» 本文抜粋
· · · · · · ·

福光屋の発祥ははるか江戸時代にさかのぼる。安永のころ、越中・福光町より一人の男が加賀の国、金沢にやってきて石引町(現在地)にある寛永二年(1625)創業の酒蔵を買い取った。六代目・塩屋太助である。七代目の太助が「塩屋」の屋号を先代の出身地の名をとって「福光屋」と改めた。八代目・太次良は酒蔵、道具蔵の増設を成し、九代目・太平二に引き継がれる。十代目・太助に至り家業はようやく軌道にのり、このころ造石数が一千石に達している。

明治・大正

十一代目福光松太郎が明治19年(1889)に生まれる。彼は福光屋中興の祖とでもいうべき人物で、酒造権である基本石数を五千石あまりにまで伸ばし、福蔵、南蔵を増築した。さらに地所を二千坪に拡張し、精米所、瓶詰工場を増設。また、富山地区との取り引きをはじめるなど市場の拡大も図り、今日の福光屋の基礎を築き上げた。

· · · · · · ·

[画像セグメンテーション項目]
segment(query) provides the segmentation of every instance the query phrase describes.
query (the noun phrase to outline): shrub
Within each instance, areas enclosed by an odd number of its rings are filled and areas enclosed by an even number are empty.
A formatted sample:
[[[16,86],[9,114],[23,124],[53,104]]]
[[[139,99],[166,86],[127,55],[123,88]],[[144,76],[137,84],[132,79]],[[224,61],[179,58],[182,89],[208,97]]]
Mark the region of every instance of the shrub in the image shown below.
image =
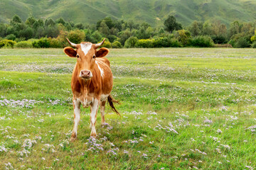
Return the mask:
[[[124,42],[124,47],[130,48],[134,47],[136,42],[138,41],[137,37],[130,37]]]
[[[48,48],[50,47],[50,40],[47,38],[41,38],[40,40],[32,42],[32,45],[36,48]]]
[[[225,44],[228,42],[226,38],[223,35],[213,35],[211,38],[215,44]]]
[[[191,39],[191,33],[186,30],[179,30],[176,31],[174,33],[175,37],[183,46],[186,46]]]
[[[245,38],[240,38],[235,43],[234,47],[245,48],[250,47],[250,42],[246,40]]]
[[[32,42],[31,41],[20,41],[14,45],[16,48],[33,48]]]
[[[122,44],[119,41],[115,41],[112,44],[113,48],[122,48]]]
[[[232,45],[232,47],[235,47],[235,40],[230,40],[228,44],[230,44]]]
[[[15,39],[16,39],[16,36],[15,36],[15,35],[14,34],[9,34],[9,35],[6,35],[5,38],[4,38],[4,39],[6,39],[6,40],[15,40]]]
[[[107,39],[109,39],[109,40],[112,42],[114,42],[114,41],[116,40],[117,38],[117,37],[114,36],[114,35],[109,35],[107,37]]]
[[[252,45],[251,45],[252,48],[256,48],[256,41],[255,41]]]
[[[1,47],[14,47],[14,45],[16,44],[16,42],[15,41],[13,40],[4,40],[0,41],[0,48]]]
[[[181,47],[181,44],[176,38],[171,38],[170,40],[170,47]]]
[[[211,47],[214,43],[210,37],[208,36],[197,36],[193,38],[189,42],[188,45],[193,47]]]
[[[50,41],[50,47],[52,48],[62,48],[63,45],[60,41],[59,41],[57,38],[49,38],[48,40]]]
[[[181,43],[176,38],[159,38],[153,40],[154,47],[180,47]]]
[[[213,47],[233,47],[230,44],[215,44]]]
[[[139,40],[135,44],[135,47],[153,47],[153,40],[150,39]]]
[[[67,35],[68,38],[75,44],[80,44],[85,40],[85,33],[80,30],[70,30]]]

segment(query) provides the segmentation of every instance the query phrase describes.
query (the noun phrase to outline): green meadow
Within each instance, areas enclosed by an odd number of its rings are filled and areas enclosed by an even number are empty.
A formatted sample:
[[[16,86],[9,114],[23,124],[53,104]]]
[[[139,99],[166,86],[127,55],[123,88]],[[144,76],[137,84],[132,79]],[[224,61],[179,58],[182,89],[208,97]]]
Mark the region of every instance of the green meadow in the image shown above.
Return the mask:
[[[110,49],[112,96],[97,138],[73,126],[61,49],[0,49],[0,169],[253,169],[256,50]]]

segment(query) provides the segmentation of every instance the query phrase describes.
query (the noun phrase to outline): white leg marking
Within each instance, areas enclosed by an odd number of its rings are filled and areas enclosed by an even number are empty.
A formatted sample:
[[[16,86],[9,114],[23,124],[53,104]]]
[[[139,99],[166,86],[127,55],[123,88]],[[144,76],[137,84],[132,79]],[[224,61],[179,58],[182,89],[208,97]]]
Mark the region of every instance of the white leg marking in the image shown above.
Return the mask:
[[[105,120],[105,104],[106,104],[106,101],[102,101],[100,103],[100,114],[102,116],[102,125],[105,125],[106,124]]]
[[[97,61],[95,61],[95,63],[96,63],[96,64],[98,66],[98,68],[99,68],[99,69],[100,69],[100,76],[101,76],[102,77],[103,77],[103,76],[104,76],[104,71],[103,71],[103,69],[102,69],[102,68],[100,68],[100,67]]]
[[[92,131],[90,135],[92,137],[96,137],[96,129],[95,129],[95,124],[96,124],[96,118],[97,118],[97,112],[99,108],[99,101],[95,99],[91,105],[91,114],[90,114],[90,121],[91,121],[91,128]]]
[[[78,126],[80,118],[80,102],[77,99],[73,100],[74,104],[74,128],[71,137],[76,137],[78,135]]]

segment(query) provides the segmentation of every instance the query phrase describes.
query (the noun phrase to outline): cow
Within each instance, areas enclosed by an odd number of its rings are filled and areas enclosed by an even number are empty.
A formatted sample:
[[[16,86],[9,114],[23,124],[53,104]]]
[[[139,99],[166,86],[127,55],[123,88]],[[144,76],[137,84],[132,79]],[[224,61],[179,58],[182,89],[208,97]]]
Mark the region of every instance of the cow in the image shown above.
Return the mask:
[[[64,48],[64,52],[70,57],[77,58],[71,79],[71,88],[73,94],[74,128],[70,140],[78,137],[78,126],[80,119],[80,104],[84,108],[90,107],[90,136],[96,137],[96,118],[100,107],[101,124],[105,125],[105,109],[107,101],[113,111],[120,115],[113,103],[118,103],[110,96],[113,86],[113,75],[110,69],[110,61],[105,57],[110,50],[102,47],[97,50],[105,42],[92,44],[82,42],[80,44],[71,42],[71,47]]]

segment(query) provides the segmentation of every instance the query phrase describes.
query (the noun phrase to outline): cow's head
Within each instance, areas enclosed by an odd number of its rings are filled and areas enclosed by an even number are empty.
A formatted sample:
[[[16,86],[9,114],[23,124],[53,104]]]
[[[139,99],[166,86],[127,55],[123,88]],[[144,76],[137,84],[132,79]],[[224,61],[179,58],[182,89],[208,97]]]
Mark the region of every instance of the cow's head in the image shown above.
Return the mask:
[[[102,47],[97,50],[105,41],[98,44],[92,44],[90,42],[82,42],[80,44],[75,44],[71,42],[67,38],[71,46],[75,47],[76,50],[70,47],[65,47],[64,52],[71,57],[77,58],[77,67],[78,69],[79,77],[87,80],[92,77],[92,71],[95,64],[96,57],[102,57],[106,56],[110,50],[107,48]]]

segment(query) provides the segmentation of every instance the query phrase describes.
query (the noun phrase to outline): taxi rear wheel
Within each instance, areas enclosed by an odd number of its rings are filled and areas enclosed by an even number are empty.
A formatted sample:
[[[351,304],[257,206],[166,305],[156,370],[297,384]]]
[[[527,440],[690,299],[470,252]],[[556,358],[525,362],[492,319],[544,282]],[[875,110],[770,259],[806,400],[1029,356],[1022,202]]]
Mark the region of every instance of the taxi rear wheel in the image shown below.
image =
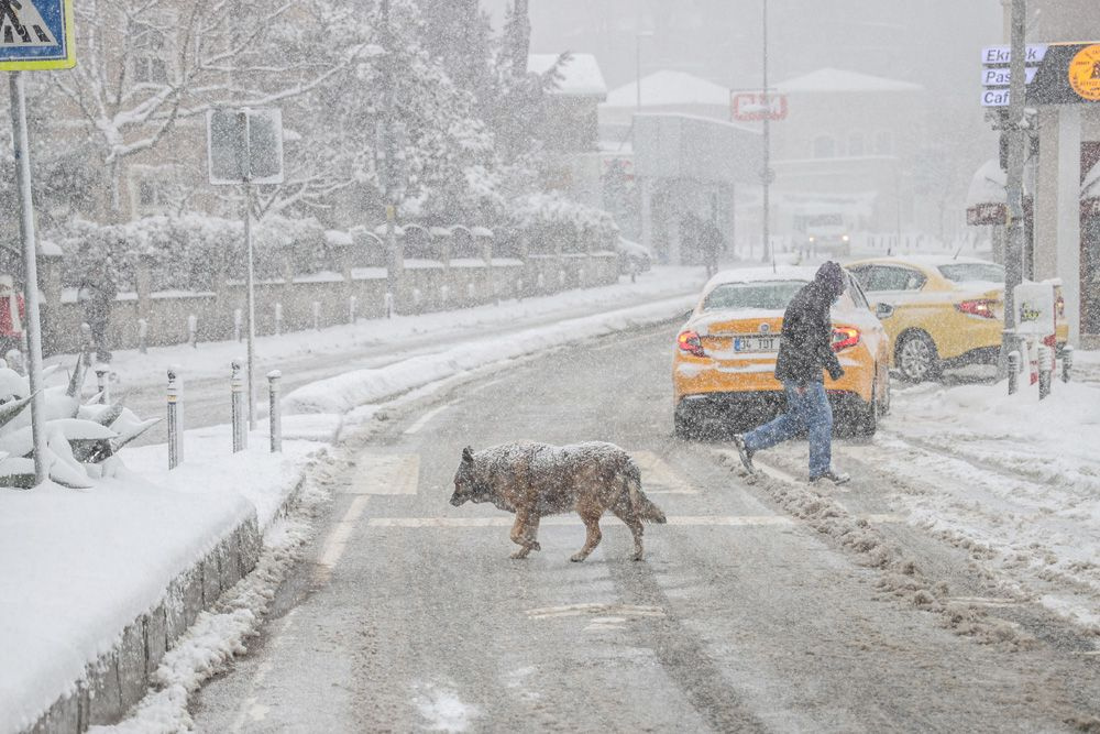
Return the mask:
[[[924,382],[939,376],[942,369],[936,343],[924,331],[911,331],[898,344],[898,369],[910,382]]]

· · · · · · ·

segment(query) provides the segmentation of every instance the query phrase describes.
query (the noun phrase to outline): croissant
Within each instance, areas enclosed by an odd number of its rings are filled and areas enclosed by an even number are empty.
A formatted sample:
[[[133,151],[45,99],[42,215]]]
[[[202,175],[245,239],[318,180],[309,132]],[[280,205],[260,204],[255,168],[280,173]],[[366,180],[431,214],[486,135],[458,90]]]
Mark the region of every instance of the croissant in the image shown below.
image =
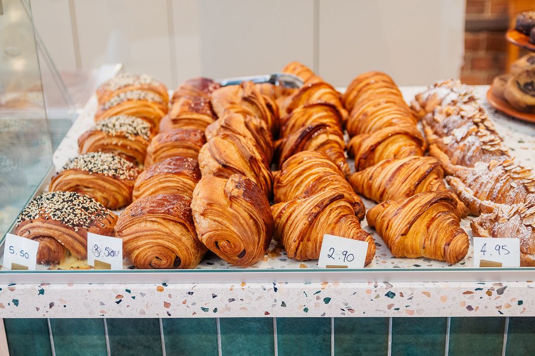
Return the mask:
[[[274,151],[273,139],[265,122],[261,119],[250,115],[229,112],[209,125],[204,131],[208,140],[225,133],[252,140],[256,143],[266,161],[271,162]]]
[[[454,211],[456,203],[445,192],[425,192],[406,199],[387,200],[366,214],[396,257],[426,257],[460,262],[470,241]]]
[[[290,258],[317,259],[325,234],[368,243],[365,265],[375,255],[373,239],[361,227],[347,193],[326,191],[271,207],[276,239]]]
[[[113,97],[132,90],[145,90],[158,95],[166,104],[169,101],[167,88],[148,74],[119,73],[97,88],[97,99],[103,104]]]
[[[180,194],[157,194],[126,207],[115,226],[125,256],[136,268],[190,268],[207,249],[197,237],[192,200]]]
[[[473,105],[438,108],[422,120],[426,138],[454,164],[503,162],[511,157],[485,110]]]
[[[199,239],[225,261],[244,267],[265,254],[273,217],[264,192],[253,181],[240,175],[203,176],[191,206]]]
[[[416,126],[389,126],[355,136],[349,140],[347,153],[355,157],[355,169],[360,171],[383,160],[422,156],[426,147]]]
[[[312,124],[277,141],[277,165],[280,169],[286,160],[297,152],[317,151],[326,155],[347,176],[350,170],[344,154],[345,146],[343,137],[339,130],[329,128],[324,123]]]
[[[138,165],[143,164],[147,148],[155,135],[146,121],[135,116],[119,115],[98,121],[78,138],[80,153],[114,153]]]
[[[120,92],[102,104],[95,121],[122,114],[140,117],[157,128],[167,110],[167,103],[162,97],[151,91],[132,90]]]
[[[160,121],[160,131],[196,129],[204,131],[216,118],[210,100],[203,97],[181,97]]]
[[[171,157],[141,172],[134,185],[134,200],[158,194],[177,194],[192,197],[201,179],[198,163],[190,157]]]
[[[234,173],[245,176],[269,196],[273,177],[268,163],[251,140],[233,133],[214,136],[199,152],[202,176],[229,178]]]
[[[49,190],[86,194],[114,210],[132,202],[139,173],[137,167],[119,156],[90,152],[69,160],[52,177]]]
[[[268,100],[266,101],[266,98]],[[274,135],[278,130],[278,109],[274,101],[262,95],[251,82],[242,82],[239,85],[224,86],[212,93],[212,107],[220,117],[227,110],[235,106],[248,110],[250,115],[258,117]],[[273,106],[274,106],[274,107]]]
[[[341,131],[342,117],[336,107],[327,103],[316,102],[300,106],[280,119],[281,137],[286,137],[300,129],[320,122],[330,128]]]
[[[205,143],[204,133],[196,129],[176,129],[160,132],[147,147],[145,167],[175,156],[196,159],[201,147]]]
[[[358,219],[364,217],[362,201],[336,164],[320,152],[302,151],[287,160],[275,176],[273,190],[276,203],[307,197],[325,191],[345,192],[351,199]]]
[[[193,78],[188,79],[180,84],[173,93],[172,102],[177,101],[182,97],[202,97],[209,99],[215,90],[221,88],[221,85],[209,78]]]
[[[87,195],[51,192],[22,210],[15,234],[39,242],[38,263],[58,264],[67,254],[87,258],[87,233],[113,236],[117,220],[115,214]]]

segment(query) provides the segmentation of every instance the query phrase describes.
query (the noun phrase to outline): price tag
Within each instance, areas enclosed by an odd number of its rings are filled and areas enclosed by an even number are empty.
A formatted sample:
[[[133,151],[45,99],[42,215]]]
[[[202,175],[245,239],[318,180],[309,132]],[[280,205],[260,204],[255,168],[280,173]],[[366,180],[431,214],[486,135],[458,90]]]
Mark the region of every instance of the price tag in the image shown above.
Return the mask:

· · · · · · ·

» 設問
1. 福光屋の歴史を述べた本文のうち、「十一代目福光松太郎が明治19」から始まり「の福光屋の基礎を築き上げた。」で終わる部分を書き写しなさい。
2. 福光屋の歴史を述べた本文に照らして、(a)「十代目・太助のころ、造石数が一千石に達した」、(b)「十一代目福光松太郎は、基本石数を一千石にまで伸ばした」、(c)「六代目・塩屋太助が買い取った酒蔵は石引町にあった」がそれぞれ本文と一致するかを「はい」か「いいえ」で答えなさい。その判断の決め手となる本文の語句もそのまま引用すること。
解答にあたっては本文のみを根拠とすること。

» 解答
1.
十一代目福光松太郎が明治19年(1889)に生まれる。彼は福光屋中興の祖とでもいうべき人物で、酒造権である基本石数を五千石あまりにまで伸ばし、福蔵、南蔵を増築した。さらに地所を二千坪に拡張し、精米所、瓶詰工場を増設。また、富山地区との取り引きをはじめるなど市場の拡大も図り、今日の福光屋の基礎を築き上げた。

2.
(a) はい。「十代目・太助に至り家業はようやく軌道にのり、このころ造石数が一千石に達している」
(b) いいえ。「酒造権である基本石数を五千石あまりにまで伸ばし」
(c) はい。「石引町(現在地)にある寛永二年(1625)創業の酒蔵を買い取った」